# 업종분류
- 기존의 업종대분류명/업종중분류명/업종소분류명을 새로운 업종 20개로 재분류
- 데이터: data_1901_2004.ftr -> 업종분류 -> data_1901_2004_classified.ftr
- 한국표준 목적별 개별소비지출분류 (COICOP-K) 참고해 18개로 분류

# '업종' col 생성
- '업종중분류명', '업종소분류명' 두 개만 읽어온 후, 메모리 최적화 (object -> category)

In [1]:
import pandas as pd
import numpy as np

data_dir = './data/feather/'
# data_1901_2004 # 90971056 rows
df = pd.read_feather(data_dir + 'data_1901_2004.ftr')
df

Unnamed: 0,기준년월,가맹점소재지1,가맹점소재지2,가맹점소재지3,업종대분류명,업종중분류명,업종소분류명,성별,연령대별,연평균소득추정,이용금액,이용건수
0,201901,강원도,강릉시,강남동,문화,학원,유아원,여성,40대,B2,1070000.0,4
1,201901,강원도,강릉시,강남동,생활,보건/위생,미용원,남성,20대,B2,48000.0,4
2,201901,강원도,강릉시,강남동,생활,연료판매,유류판매,남성,50대,B4,735000.0,4
3,201901,강원도,강릉시,강남동,생활,연료판매,주유소,남성,30대,B4,1041289.0,16
4,201901,강원도,강릉시,강남동,생활,연료판매,주유소,여성,40대,B4,426766.0,13
...,...,...,...,...,...,...,...,...,...,...,...,...

- _짧은 과제_
제공된 글에서 "# '업종' col 생성"부터 "pd.read_feather(data_dir + 'data_1901_2004.ftr')"까지 전부를 다시 옮겨 적되, 그 안의 "data_dir"를 모두 "feather_dir"로 교체하십시오.

(객체가 나타나는 위치에 관한 데이터셋 행)
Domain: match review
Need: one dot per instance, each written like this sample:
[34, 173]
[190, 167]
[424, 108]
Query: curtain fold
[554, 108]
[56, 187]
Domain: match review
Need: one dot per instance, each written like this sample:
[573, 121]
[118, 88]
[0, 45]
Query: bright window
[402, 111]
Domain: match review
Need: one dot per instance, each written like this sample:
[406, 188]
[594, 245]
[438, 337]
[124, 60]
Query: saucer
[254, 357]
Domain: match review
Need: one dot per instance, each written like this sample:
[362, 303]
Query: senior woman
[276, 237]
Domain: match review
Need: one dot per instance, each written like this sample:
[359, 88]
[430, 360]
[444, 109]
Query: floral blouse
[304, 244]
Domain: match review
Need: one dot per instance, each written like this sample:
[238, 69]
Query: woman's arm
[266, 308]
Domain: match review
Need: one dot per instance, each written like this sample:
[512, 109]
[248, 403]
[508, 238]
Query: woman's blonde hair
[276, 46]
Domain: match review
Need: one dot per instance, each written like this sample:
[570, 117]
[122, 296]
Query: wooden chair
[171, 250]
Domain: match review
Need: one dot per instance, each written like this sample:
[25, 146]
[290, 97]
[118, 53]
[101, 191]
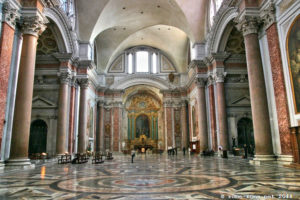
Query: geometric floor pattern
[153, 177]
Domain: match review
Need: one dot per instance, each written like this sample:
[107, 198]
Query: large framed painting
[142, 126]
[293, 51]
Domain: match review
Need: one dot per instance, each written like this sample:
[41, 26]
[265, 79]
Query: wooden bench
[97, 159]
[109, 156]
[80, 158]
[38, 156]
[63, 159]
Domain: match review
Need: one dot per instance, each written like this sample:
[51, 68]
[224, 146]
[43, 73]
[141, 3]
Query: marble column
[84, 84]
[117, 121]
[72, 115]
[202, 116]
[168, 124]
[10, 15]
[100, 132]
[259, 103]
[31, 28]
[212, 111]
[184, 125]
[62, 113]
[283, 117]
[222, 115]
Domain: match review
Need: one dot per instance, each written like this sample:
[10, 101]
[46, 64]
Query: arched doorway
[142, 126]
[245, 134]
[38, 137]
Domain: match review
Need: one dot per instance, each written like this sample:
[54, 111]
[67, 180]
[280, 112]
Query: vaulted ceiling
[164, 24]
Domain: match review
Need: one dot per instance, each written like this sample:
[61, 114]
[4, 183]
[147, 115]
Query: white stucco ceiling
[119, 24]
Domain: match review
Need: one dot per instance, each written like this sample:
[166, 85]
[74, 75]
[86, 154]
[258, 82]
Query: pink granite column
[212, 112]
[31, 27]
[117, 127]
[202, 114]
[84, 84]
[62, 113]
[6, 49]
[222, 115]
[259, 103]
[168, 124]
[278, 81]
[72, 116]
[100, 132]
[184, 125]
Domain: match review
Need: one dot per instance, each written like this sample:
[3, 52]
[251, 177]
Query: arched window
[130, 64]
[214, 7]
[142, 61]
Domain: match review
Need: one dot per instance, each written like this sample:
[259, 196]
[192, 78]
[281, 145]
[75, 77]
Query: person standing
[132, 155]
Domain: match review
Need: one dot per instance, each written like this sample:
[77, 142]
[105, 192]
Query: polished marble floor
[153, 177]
* * *
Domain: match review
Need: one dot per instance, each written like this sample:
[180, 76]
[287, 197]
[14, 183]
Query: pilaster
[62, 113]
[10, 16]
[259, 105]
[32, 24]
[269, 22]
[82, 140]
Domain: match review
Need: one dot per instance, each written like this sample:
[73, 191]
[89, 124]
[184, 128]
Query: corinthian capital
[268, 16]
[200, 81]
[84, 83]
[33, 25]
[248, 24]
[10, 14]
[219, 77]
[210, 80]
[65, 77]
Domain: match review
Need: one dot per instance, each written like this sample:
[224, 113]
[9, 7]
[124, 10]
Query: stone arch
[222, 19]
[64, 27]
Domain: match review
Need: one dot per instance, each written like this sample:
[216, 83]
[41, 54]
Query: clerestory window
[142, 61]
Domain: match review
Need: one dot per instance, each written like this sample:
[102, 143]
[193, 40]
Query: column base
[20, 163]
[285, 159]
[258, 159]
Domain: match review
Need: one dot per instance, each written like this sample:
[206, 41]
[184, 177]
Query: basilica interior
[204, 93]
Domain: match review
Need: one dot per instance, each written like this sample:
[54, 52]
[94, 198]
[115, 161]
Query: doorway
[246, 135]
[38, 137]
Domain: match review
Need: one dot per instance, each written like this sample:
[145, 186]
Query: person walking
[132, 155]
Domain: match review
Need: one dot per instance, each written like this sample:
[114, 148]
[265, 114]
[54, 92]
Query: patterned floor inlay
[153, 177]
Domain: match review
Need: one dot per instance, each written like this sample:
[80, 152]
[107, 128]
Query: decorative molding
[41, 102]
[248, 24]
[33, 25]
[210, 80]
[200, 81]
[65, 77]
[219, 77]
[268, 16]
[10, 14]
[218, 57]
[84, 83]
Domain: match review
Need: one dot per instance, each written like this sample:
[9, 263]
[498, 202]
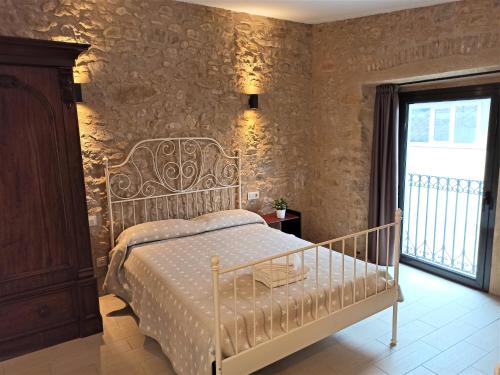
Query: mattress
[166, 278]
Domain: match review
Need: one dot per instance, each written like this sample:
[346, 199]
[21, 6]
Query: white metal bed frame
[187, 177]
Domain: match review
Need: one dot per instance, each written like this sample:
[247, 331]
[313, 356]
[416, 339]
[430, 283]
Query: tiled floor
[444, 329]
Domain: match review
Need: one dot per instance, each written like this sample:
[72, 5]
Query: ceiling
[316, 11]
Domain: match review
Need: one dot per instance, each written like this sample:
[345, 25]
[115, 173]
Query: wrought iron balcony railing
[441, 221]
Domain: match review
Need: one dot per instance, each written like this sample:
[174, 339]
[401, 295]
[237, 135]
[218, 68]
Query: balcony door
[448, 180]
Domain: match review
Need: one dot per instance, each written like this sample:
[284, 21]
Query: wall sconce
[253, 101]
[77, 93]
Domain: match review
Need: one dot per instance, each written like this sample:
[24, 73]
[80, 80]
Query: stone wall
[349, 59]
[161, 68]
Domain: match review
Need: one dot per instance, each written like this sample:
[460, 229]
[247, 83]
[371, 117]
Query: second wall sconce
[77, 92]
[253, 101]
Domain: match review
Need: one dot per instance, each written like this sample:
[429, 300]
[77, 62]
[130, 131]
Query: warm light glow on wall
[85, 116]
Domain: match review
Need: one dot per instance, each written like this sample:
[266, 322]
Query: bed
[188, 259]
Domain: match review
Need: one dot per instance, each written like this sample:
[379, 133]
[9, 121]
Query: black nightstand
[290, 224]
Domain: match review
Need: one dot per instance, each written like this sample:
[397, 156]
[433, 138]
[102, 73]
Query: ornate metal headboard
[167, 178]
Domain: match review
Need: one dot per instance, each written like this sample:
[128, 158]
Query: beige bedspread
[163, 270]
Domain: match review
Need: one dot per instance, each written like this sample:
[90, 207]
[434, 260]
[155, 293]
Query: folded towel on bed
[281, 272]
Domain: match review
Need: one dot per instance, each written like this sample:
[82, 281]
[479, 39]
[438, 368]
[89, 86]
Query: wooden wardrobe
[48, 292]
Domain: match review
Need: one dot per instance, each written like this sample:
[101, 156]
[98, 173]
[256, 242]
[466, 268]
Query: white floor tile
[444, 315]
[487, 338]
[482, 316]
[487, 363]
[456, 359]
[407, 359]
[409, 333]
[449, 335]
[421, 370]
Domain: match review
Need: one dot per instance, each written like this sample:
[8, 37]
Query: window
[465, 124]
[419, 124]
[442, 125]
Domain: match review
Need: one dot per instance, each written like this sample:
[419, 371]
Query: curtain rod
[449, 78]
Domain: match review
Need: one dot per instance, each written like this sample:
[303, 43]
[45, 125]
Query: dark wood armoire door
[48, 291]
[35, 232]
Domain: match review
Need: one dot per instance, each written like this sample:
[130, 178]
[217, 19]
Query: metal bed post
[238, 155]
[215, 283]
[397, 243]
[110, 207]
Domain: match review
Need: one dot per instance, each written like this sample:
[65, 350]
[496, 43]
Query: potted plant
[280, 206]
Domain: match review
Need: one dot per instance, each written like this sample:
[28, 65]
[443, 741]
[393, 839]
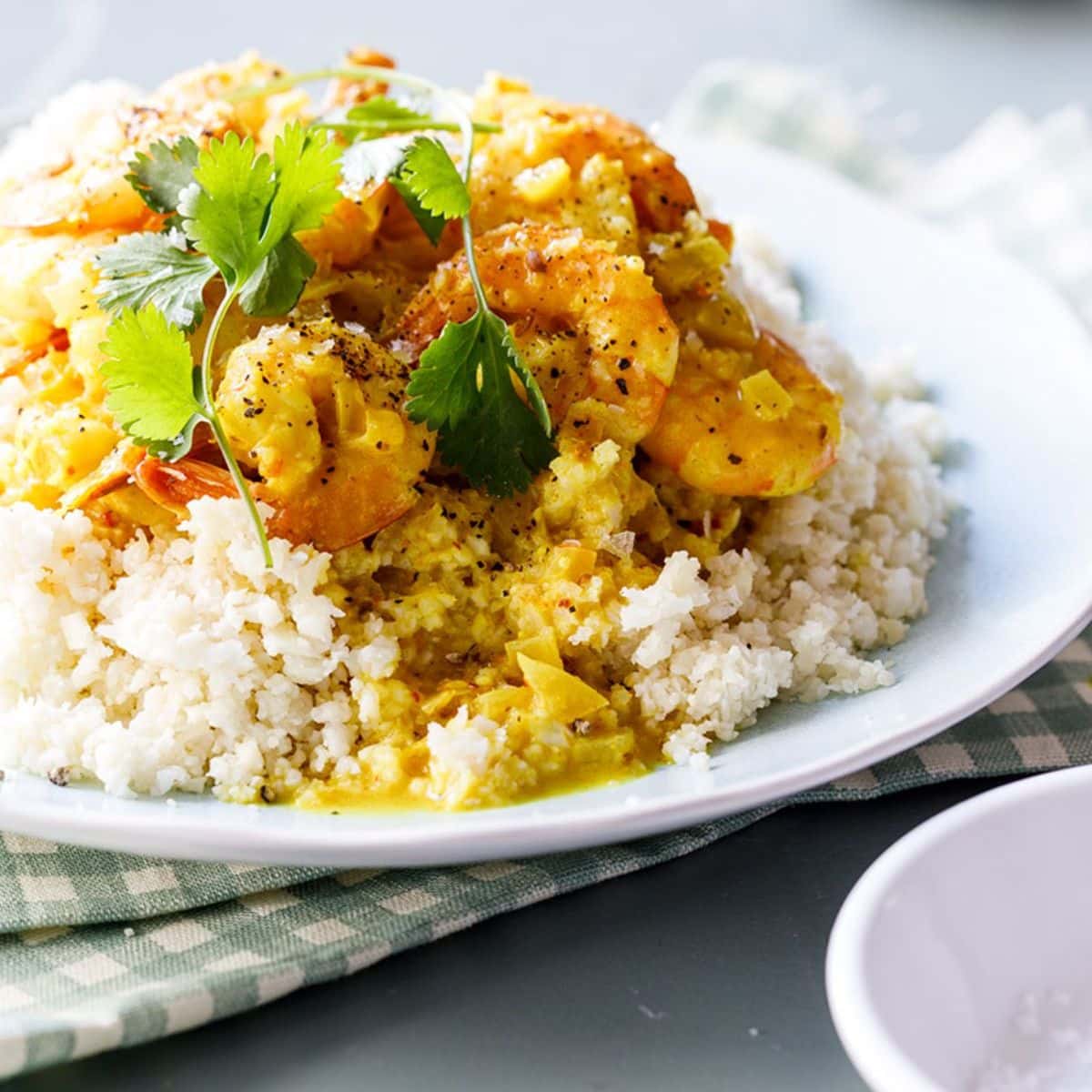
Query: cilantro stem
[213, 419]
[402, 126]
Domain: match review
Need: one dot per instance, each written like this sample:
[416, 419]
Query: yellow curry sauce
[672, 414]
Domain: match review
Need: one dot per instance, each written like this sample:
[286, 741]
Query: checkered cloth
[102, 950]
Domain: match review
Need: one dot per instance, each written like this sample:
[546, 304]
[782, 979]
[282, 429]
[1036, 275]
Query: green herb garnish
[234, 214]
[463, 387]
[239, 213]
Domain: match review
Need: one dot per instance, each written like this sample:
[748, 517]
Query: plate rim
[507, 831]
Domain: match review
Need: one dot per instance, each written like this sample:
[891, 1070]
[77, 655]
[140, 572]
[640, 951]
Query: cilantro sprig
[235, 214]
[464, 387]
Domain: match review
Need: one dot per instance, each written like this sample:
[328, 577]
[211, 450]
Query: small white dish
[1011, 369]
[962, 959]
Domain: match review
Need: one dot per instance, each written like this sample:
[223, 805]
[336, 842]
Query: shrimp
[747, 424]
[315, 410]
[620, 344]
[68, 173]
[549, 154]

- _답변_
# '업종' col 생성
- '업종중분류명', '업종소분류명' 두 개만 읽어온 후, 메모리 최적화 (object -> category)

In [1]:
import pandas as pd
import numpy as np

feather_dir = './data/feather/'
# data_1901_2004 # 90971056 rows
df = pd.read_feather(feather_dir + 'data_1901_2004.ftr')